Dokumen

****************

Banyaknya kontroversi pengajuan pailit perusahaan besar yang sehat secara finansial berbanding lurus dengan banyaknya putusan pailit yang dijatuhkan Pengadilan Niaga. Syarat dinyatakan pailit yang ditentukan oleh UU Kepailitan terkesan terlau mudah. UU Kepailitan juga menentukan bahwa permohonan pailit dapat dikabulkan apabila debitor terbukti dengan cara sederhana memiliki utang kepada dua kreditor yang telah jatuh waktu dan dapat ditagih.

****************

Cuplikan Data
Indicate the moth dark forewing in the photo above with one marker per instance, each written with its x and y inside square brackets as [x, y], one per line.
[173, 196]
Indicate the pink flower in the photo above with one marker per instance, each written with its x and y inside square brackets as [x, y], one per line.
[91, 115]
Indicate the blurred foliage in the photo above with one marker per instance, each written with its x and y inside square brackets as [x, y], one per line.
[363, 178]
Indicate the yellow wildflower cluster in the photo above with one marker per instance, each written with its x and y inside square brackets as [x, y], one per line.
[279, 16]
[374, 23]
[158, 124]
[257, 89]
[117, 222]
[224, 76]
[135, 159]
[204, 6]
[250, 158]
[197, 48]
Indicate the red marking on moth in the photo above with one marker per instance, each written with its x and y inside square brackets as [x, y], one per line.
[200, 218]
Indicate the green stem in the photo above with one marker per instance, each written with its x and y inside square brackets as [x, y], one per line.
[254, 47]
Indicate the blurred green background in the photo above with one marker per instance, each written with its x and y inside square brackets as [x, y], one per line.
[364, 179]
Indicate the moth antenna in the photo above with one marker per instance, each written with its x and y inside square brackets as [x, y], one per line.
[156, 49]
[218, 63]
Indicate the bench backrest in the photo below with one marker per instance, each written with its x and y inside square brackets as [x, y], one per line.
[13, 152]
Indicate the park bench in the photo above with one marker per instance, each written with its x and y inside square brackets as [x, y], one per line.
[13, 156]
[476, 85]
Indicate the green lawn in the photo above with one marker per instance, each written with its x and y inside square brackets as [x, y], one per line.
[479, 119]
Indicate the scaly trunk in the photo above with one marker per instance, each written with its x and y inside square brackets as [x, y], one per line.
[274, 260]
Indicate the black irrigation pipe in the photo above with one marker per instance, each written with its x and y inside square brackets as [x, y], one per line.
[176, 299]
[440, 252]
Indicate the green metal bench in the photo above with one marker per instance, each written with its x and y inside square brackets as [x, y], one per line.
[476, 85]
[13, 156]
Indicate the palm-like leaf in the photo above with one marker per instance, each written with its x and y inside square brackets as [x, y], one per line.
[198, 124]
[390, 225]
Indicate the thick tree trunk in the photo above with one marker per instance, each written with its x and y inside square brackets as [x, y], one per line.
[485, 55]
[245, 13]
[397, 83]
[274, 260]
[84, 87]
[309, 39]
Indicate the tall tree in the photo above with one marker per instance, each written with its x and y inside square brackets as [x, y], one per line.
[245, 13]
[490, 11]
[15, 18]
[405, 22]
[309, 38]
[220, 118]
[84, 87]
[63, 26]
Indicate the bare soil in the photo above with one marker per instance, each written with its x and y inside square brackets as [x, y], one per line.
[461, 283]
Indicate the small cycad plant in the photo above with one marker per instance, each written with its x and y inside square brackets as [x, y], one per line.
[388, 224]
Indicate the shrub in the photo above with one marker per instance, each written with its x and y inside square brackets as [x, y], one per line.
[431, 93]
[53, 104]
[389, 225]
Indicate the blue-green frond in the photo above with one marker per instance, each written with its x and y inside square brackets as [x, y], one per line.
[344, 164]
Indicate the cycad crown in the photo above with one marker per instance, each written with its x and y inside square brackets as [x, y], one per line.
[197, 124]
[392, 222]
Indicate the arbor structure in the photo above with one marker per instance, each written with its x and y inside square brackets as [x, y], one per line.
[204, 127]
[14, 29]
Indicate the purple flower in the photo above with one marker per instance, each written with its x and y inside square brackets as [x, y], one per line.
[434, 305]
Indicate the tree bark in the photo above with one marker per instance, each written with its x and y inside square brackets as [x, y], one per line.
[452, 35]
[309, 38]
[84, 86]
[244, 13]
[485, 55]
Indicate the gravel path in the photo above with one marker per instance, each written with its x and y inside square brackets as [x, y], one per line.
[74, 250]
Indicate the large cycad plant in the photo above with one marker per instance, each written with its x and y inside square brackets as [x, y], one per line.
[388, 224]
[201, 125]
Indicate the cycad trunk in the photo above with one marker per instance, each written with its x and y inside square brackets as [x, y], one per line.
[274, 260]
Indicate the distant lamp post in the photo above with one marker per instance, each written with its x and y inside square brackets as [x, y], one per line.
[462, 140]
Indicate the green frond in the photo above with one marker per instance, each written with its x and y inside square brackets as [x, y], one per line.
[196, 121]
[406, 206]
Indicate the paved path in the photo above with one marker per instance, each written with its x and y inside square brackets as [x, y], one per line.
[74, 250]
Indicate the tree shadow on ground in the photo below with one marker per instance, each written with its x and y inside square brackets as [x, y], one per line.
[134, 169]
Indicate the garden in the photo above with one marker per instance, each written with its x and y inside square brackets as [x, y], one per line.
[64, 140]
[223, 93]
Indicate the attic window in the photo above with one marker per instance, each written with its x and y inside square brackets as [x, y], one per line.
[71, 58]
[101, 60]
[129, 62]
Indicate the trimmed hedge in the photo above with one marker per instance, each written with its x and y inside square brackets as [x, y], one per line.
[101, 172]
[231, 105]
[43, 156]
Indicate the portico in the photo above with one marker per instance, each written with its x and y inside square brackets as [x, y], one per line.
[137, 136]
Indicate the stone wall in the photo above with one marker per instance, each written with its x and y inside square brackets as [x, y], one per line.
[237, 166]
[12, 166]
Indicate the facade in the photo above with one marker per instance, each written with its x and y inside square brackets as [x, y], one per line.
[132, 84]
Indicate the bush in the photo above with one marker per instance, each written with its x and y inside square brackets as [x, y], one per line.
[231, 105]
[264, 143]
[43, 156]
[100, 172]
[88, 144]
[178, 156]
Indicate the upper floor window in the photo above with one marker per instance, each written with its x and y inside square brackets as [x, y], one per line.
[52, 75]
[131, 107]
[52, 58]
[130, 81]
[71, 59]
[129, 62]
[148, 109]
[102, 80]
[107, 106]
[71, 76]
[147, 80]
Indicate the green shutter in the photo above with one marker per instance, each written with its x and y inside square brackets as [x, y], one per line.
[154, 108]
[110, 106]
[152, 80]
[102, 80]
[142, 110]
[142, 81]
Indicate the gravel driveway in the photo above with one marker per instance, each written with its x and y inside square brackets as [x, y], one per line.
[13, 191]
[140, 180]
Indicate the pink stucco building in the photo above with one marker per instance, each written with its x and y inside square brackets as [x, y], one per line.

****************

Yang Harus Dikerjakan
1. Menurut kalimat terakhir dokumen, apa saja syarat yang harus dipenuhi agar permohonan pailit dapat dikabulkan? Sebutkan semuanya.
2. Tuliskan kembali tanpa perubahan bagian dokumen yang dimulai pada kata-kata berisi "Banyaknya kontroversi pengajuan" dan berakhir setelah "dan dapat ditagih.".

Daftar Jawaban
1.
- Debitor terbukti dengan cara sederhana.
- Debitor memiliki utang kepada dua kreditor.
- Utang tersebut telah jatuh waktu.
- Utang tersebut dapat ditagih.

2.
Banyaknya kontroversi pengajuan pailit perusahaan besar yang sehat secara finansial berbanding lurus dengan banyaknya putusan pailit yang dijatuhkan Pengadilan Niaga. Syarat dinyatakan pailit yang ditentukan oleh UU Kepailitan terkesan terlau mudah. UU Kepailitan juga menentukan bahwa permohonan pailit dapat dikabulkan apabila debitor terbukti dengan cara sederhana memiliki utang kepada dua kreditor yang telah jatuh waktu dan dapat ditagih.